### Brief
Reproduce the entries in full. Exclude all images from the copy.

◇ ◇ ◇ ◇ ◇ ◇ ◇

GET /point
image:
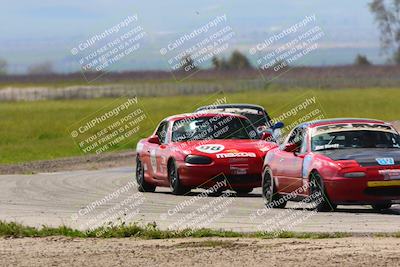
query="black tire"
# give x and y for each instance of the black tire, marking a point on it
(317, 189)
(143, 186)
(243, 191)
(269, 193)
(381, 206)
(174, 181)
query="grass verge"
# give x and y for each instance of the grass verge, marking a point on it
(151, 231)
(32, 131)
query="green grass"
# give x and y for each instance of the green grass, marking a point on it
(150, 231)
(38, 130)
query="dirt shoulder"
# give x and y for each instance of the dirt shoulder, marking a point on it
(61, 251)
(89, 162)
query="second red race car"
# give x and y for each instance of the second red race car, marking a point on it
(341, 161)
(199, 150)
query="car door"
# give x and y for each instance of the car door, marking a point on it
(153, 150)
(291, 162)
(162, 152)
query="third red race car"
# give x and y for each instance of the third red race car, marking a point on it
(345, 161)
(198, 150)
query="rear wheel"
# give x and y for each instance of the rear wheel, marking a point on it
(143, 186)
(271, 198)
(318, 192)
(381, 206)
(174, 181)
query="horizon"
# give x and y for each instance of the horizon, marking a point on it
(47, 31)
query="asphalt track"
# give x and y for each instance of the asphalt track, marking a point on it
(66, 198)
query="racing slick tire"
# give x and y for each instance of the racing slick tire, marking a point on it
(143, 186)
(381, 206)
(317, 188)
(174, 180)
(271, 198)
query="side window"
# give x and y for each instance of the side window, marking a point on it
(162, 132)
(303, 148)
(297, 137)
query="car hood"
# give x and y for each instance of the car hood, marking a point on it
(236, 148)
(366, 156)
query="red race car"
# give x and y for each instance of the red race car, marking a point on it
(199, 150)
(344, 161)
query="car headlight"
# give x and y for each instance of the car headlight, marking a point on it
(194, 159)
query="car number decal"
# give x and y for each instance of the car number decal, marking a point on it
(236, 155)
(210, 149)
(385, 161)
(153, 160)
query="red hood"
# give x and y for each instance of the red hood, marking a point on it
(212, 148)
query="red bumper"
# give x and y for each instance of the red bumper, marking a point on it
(343, 190)
(239, 176)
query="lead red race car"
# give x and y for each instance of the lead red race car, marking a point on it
(200, 150)
(344, 161)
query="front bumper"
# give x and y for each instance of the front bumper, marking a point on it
(238, 176)
(362, 190)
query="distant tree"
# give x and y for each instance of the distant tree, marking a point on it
(387, 16)
(216, 63)
(239, 61)
(41, 68)
(3, 67)
(280, 65)
(361, 60)
(187, 64)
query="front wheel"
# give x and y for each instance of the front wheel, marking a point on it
(143, 186)
(243, 191)
(269, 192)
(318, 193)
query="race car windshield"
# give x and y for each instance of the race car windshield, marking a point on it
(255, 116)
(216, 127)
(355, 139)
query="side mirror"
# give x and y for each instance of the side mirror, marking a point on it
(291, 147)
(154, 140)
(267, 136)
(278, 125)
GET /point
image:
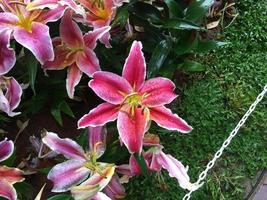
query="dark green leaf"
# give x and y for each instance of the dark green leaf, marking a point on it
(31, 64)
(193, 66)
(175, 11)
(121, 17)
(145, 11)
(64, 107)
(197, 9)
(158, 57)
(141, 162)
(207, 45)
(179, 24)
(60, 197)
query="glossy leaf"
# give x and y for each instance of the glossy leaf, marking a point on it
(193, 66)
(197, 9)
(158, 57)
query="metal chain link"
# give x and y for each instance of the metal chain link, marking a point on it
(225, 144)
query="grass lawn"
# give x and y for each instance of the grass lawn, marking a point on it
(213, 103)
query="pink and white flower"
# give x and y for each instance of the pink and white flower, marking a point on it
(81, 173)
(75, 51)
(133, 101)
(28, 28)
(9, 176)
(10, 95)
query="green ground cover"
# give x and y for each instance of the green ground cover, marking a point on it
(213, 103)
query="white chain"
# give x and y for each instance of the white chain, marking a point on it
(225, 144)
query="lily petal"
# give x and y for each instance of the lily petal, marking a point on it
(99, 116)
(68, 174)
(7, 54)
(70, 32)
(91, 37)
(93, 185)
(67, 147)
(87, 62)
(8, 20)
(100, 196)
(97, 140)
(11, 99)
(176, 169)
(11, 175)
(166, 119)
(131, 129)
(73, 78)
(159, 92)
(134, 70)
(6, 149)
(51, 15)
(37, 40)
(110, 87)
(114, 189)
(7, 190)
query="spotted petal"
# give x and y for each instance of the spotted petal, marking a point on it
(131, 127)
(7, 190)
(73, 78)
(6, 149)
(11, 175)
(67, 147)
(7, 54)
(134, 70)
(159, 91)
(166, 119)
(99, 116)
(110, 87)
(37, 40)
(68, 174)
(176, 169)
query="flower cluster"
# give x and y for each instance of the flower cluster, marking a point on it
(9, 176)
(130, 99)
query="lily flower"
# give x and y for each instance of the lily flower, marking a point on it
(10, 95)
(28, 27)
(95, 13)
(79, 166)
(75, 51)
(6, 53)
(133, 101)
(9, 175)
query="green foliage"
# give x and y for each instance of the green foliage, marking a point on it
(213, 103)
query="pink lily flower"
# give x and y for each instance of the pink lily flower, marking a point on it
(75, 51)
(28, 28)
(6, 52)
(97, 14)
(156, 159)
(79, 166)
(10, 95)
(9, 176)
(133, 101)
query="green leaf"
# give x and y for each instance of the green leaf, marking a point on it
(179, 24)
(193, 66)
(24, 190)
(207, 45)
(60, 197)
(197, 9)
(64, 107)
(141, 162)
(121, 17)
(175, 11)
(10, 161)
(145, 11)
(158, 57)
(31, 64)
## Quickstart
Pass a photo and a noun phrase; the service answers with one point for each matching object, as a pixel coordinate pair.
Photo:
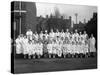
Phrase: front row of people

◇ ◇ ◇ ◇ ◇ ◇ ◇

### Task response
GET /point
image:
query="black tire"
# give x and y for each instance of the black tire, marking a point on it
(317, 189)
(143, 186)
(243, 191)
(269, 193)
(381, 206)
(174, 181)
query="grass verge"
# give x and y for each instance of the grass verge, marking a point on it
(151, 231)
(32, 131)
query="green grass"
# give x and y for each instance of the green grass, marking a point on it
(150, 231)
(38, 130)
query="dirt shoulder"
# give x and y for each instance of the dirt shoulder, marking a point on it
(61, 251)
(89, 162)
query="second red race car"
# give x and y for each instance of the second red race car, marking a point on it
(341, 161)
(199, 150)
query="car door"
# give x and y for each instance of the car door, marking a point on it
(153, 150)
(291, 162)
(162, 152)
query="third red race car"
# give x and y for each instance of the third red race car, marking a point on it
(345, 161)
(198, 150)
query="rear wheel"
# give x and y for each instance of the rear wheel, marking a point on it
(143, 186)
(271, 198)
(318, 192)
(381, 206)
(174, 181)
query="horizon"
# give x and y for each instance of the horizon, marking a point on it
(47, 31)
query="asphalt track"
# give x and y for each instance of the asphalt track, marking a point on it
(66, 198)
query="racing slick tire"
# give x and y for each instance of the racing slick tire, marking a point on it
(143, 186)
(381, 206)
(317, 188)
(174, 180)
(271, 198)
query="side window"
# give x and y for each instance of the side window, marking a point on it
(162, 132)
(303, 148)
(297, 137)
query="car hood"
# give x and y for each instance of the car hood, marking a point on it
(236, 148)
(366, 156)
query="red race car"
# give x and y for each instance of the red race car, marking a point on it
(199, 150)
(344, 161)
query="car headlight"
# give x and y for each instance of the car headlight, marking a point on it
(194, 159)
query="car number decal"
# give x and y for each instance of the car number decal, marking a point on it
(236, 155)
(210, 149)
(385, 161)
(153, 160)
query="red hood"
# give x and y for each instance of the red hood, marking a point on it
(212, 148)
query="red bumper"
# give x and y for each instance of the red bumper, marking a point on it
(343, 190)
(239, 176)
query="lead red race car"
# give x and y for each instance of the lead red race car, marking a point on it
(200, 150)
(344, 161)
query="front bumper"
# give x and y for each instance of the front bumper, marking a point on it
(238, 176)
(362, 190)
query="distant tree"
# give x and y for each instance of the distant tree, marking a point on it
(387, 16)
(216, 63)
(239, 61)
(41, 68)
(3, 67)
(280, 65)
(361, 60)
(187, 64)
query="front wheel"
# give x and y for each instance of the front wheel, marking a point on it
(143, 186)
(243, 191)
(269, 192)
(318, 193)
query="race car windshield"
# give x and y for each instance of the race car windshield, marking a point on it
(255, 116)
(216, 127)
(355, 139)
query="side mirror"
# give x and y for each instance of the side mirror, marking a point on it
(291, 147)
(154, 140)
(267, 136)
(278, 125)
GET /point
image:
query="dark green leaf"
# give x and y for each instance of the dark green leaf, marking a point on it
(31, 64)
(193, 66)
(175, 11)
(121, 17)
(145, 11)
(64, 107)
(197, 9)
(158, 57)
(141, 162)
(207, 45)
(179, 24)
(60, 197)
query="glossy leaf"
# give x and y for each instance of the glossy leaf, marking a point on it
(193, 66)
(197, 9)
(158, 57)
query="metal chain link"
# give x and y for each instance of the metal chain link, marking a point on it
(225, 144)
query="grass lawn"
# give x and y for each instance of the grass lawn, marking a point on it
(213, 103)
query="pink and white flower"
# give x and y for each instance of the pink and white flower, marking a point on it
(81, 173)
(75, 51)
(133, 101)
(28, 28)
(9, 176)
(10, 95)
query="green ground cover"
# give x and y for each instance of the green ground cover, marking a point on it
(213, 103)
query="white chain"
# give x and y for each instance of the white chain, marking a point on it
(225, 144)
query="lily petal"
# give x and y for each instance of the lily petal, marking a point on it
(99, 116)
(68, 174)
(7, 54)
(70, 32)
(91, 37)
(93, 185)
(67, 147)
(87, 62)
(8, 20)
(100, 196)
(97, 140)
(11, 99)
(176, 169)
(11, 175)
(166, 119)
(131, 129)
(73, 78)
(159, 92)
(134, 70)
(6, 149)
(51, 15)
(37, 40)
(110, 87)
(114, 189)
(7, 190)
query="spotted petal"
# give x and y for each instance of the spotted petal, marking a point on it
(131, 127)
(7, 190)
(73, 78)
(6, 149)
(11, 175)
(67, 147)
(7, 54)
(134, 70)
(159, 91)
(166, 119)
(99, 116)
(110, 87)
(37, 40)
(68, 174)
(176, 169)
query="flower cluster"
# give x and y for each instance of the flower cluster, marking a point on it
(9, 176)
(130, 99)
query="lily flower"
# give x and y for each instance of the lily flower, marking a point on it
(10, 95)
(28, 27)
(95, 13)
(79, 166)
(75, 51)
(6, 53)
(133, 101)
(9, 175)
query="green foliage"
# give x and y for each instance of the green foliage, marking a point on it
(213, 103)
query="pink lily flower"
# give x and y for each instance of the pink lily flower, marking a point on it
(75, 51)
(28, 28)
(6, 52)
(97, 14)
(156, 159)
(79, 166)
(10, 95)
(9, 176)
(133, 101)
query="green leaf"
# give x and y for each instance of the green leaf, marking a point on it
(179, 24)
(193, 66)
(24, 190)
(207, 45)
(60, 197)
(197, 9)
(64, 107)
(141, 162)
(121, 17)
(175, 11)
(10, 161)
(145, 11)
(158, 57)
(31, 64)
## Quickstart
Pass a photo and a noun phrase; the service answers with one point for each matching object, as a pixel coordinate pair.
Photo:
Phrase: front row of people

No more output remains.